*Dataset excerpts*.
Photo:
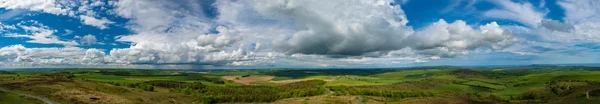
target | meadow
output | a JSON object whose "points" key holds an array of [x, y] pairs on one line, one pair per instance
{"points": [[426, 85]]}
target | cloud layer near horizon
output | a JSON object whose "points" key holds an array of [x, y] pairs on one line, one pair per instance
{"points": [[290, 33]]}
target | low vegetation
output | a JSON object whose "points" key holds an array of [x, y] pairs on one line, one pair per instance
{"points": [[428, 85]]}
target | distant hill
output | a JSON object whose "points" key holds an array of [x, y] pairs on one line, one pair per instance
{"points": [[465, 73]]}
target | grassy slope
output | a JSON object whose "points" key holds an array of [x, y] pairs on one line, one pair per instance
{"points": [[9, 98]]}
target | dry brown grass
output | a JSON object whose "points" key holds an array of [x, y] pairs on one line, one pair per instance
{"points": [[320, 100], [249, 79], [80, 92], [288, 81]]}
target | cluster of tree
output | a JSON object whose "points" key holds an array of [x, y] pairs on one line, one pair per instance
{"points": [[175, 84], [219, 94], [395, 94], [60, 76], [6, 72], [212, 80], [534, 94], [587, 81], [117, 73], [143, 86]]}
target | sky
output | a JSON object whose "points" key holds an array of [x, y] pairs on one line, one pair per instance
{"points": [[204, 34]]}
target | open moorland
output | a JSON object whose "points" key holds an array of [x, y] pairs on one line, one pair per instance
{"points": [[423, 85]]}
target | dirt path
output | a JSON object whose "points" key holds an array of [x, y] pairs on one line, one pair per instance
{"points": [[31, 96]]}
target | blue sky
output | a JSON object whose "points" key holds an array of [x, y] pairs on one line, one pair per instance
{"points": [[296, 33]]}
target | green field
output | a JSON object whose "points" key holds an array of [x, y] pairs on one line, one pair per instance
{"points": [[9, 98], [537, 84]]}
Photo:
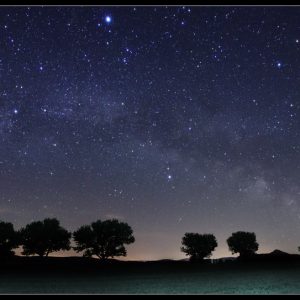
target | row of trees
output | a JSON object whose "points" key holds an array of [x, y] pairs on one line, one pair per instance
{"points": [[106, 239], [198, 246], [103, 239]]}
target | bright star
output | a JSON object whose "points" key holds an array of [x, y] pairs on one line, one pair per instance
{"points": [[108, 19]]}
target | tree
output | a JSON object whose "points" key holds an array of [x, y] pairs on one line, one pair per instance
{"points": [[8, 239], [198, 246], [243, 243], [103, 238], [44, 237]]}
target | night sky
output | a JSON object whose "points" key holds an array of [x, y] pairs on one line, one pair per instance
{"points": [[173, 119]]}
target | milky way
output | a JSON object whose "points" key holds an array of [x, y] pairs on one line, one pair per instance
{"points": [[173, 119]]}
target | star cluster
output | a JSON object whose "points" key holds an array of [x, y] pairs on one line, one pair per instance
{"points": [[172, 119]]}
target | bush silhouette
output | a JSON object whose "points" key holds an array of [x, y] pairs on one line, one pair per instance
{"points": [[243, 243], [198, 246], [9, 239], [103, 238], [44, 237]]}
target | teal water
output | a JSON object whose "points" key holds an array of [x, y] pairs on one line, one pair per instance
{"points": [[222, 282]]}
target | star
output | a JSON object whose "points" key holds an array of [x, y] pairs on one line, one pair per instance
{"points": [[108, 19]]}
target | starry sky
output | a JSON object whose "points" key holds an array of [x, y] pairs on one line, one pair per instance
{"points": [[174, 119]]}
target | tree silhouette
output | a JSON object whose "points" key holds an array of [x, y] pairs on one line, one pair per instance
{"points": [[103, 238], [198, 246], [8, 239], [243, 243], [44, 237]]}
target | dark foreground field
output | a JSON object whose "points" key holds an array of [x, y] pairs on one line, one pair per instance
{"points": [[76, 275]]}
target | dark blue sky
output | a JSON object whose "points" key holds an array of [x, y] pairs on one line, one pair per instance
{"points": [[173, 119]]}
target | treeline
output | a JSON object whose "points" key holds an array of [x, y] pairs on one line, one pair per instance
{"points": [[106, 239]]}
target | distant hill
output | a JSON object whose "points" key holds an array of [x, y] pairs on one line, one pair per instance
{"points": [[76, 264]]}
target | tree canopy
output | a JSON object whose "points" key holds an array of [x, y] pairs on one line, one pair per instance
{"points": [[103, 238], [198, 246], [44, 237], [243, 243]]}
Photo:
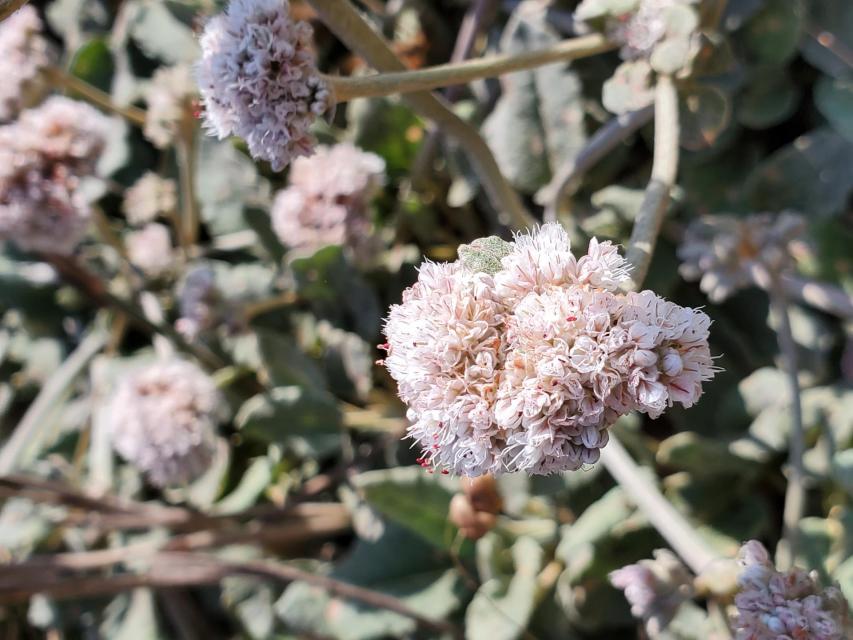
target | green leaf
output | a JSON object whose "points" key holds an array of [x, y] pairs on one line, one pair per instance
{"points": [[538, 122]]}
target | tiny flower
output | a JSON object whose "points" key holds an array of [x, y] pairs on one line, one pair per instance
{"points": [[327, 200], [655, 589], [721, 251], [24, 52], [258, 80], [43, 157], [149, 198], [150, 249], [791, 604], [163, 420], [169, 98]]}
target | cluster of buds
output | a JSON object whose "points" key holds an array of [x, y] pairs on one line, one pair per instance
{"points": [[520, 356]]}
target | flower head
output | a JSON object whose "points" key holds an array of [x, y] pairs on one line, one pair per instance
{"points": [[163, 420], [23, 54], [525, 369], [327, 200], [791, 604], [169, 98], [43, 156], [150, 197], [258, 80], [655, 588], [721, 251]]}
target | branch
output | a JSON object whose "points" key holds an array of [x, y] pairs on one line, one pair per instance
{"points": [[664, 169], [357, 34], [386, 84]]}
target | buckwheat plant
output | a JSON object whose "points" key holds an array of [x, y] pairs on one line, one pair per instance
{"points": [[774, 605], [328, 198], [258, 80], [524, 366], [43, 157], [163, 420]]}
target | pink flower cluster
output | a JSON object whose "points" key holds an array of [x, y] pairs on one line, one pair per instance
{"points": [[774, 605], [258, 80], [327, 200], [43, 157], [526, 368]]}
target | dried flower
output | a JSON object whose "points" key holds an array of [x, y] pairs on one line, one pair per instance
{"points": [[655, 588], [149, 198], [169, 98], [327, 200], [150, 249], [43, 156], [721, 251], [23, 54], [527, 368], [258, 80], [163, 420], [773, 605]]}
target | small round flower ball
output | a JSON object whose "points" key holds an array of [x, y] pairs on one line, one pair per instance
{"points": [[150, 249], [169, 104], [163, 420], [328, 199], [43, 156], [24, 53], [149, 198], [259, 81]]}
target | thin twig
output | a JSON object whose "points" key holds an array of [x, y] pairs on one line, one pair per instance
{"points": [[664, 169], [348, 24], [569, 175], [26, 433], [393, 83], [94, 95]]}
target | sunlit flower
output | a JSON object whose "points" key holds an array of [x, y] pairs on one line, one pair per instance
{"points": [[327, 200], [163, 420], [24, 52], [258, 80], [655, 588], [791, 604]]}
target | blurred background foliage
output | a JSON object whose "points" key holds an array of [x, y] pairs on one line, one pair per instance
{"points": [[767, 126]]}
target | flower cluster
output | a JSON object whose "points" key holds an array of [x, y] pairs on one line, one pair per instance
{"points": [[655, 588], [327, 200], [163, 420], [149, 198], [43, 157], [258, 80], [722, 251], [792, 604], [23, 54], [169, 99], [525, 366]]}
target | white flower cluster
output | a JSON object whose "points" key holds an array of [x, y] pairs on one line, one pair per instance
{"points": [[721, 251], [525, 368], [163, 420], [258, 80], [23, 54], [327, 200], [773, 605], [655, 589], [169, 98], [43, 156]]}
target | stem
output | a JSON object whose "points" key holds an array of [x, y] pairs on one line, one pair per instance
{"points": [[348, 24], [94, 95], [795, 493], [27, 433], [386, 84], [568, 176], [664, 517], [664, 169]]}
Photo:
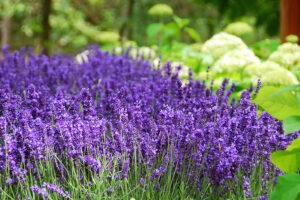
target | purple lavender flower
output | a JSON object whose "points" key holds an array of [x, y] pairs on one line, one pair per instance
{"points": [[116, 107]]}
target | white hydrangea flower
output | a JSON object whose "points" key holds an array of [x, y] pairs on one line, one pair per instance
{"points": [[279, 77], [235, 60], [184, 71], [147, 52], [221, 43], [259, 69], [287, 55], [238, 28]]}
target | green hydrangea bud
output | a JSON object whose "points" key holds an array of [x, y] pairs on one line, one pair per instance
{"points": [[238, 28], [292, 38], [235, 60], [160, 10], [287, 55], [107, 37], [222, 43], [279, 77]]}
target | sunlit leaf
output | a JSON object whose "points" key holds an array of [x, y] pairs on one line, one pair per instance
{"points": [[287, 188], [289, 159], [279, 106]]}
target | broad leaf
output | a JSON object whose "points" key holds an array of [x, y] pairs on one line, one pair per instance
{"points": [[291, 124], [289, 159], [287, 188], [279, 106]]}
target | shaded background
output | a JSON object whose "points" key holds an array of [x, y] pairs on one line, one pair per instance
{"points": [[70, 25]]}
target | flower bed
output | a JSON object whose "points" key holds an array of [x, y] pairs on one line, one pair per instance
{"points": [[115, 119]]}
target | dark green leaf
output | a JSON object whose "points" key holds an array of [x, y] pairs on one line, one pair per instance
{"points": [[291, 124]]}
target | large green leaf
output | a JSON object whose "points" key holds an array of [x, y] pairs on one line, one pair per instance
{"points": [[287, 188], [279, 106], [291, 124], [289, 159]]}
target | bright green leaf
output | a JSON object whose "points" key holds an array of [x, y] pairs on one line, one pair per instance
{"points": [[279, 106], [287, 188], [193, 34], [181, 22], [289, 159], [291, 124], [153, 30]]}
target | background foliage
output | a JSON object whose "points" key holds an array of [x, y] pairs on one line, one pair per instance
{"points": [[75, 23]]}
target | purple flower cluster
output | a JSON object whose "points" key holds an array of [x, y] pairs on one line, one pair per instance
{"points": [[117, 106]]}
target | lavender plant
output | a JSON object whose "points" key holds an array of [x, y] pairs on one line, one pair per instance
{"points": [[113, 127]]}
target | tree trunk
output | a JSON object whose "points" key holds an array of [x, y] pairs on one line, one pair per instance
{"points": [[46, 11], [289, 18], [5, 31], [126, 24]]}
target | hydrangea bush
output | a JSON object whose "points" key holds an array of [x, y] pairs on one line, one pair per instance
{"points": [[117, 116]]}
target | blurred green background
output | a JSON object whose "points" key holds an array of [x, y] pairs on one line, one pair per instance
{"points": [[70, 25]]}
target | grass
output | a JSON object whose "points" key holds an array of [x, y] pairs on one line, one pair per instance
{"points": [[84, 183]]}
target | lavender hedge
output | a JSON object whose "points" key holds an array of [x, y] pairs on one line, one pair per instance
{"points": [[121, 110]]}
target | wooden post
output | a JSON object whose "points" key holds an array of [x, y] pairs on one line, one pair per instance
{"points": [[289, 18]]}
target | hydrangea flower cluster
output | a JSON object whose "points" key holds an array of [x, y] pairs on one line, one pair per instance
{"points": [[238, 28], [113, 106], [270, 73], [235, 60], [287, 55], [222, 43]]}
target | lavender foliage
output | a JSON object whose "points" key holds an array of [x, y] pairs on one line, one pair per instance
{"points": [[114, 107]]}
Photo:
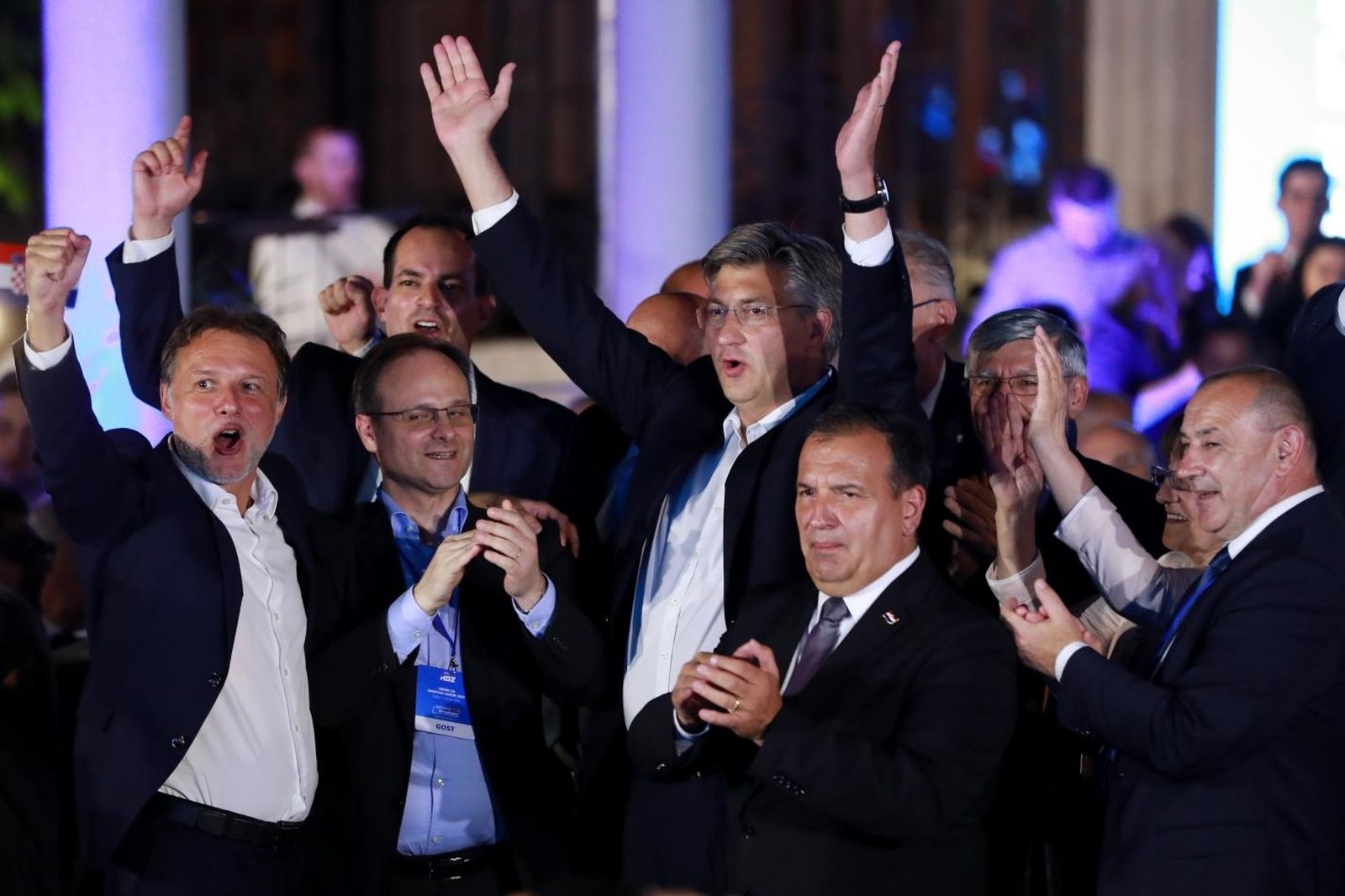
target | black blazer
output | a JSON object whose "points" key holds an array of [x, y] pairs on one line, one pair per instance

*Directions for this task*. Repeat the lines exactly as they stand, from the opening line of the data through the line with "target | cluster of tree". Pictures stay out of the copy.

*Worked solution*.
Photo:
target | meadow
output | a JSON object whose "points" key holds an array of [x, y] pairs on one line, one pair per instance
{"points": [[426, 85]]}
target | cloud layer near horizon
output | a JSON object whose "points" key holds an array of [x, y] pairs on one line, one pair per instance
{"points": [[290, 33]]}
target | low vegetation
output | a JSON object whose "points" key holds an array of [x, y] pairs on one line, one pair per instance
{"points": [[428, 85]]}
target | distant hill
output | a JSON object whose "points" key holds an array of [x, y] pairs on one line, one pair per instance
{"points": [[465, 73]]}
target | grassy slope
output | a JSON object whose "points" key holds an array of [x, y] pairs on one line, one pair per instance
{"points": [[9, 98]]}
target | dry brown grass
output | a JSON object whose "points" key holds an array of [x, y] pairs on one line, one pair per instance
{"points": [[320, 100], [249, 79], [80, 92], [288, 81]]}
target | cluster of tree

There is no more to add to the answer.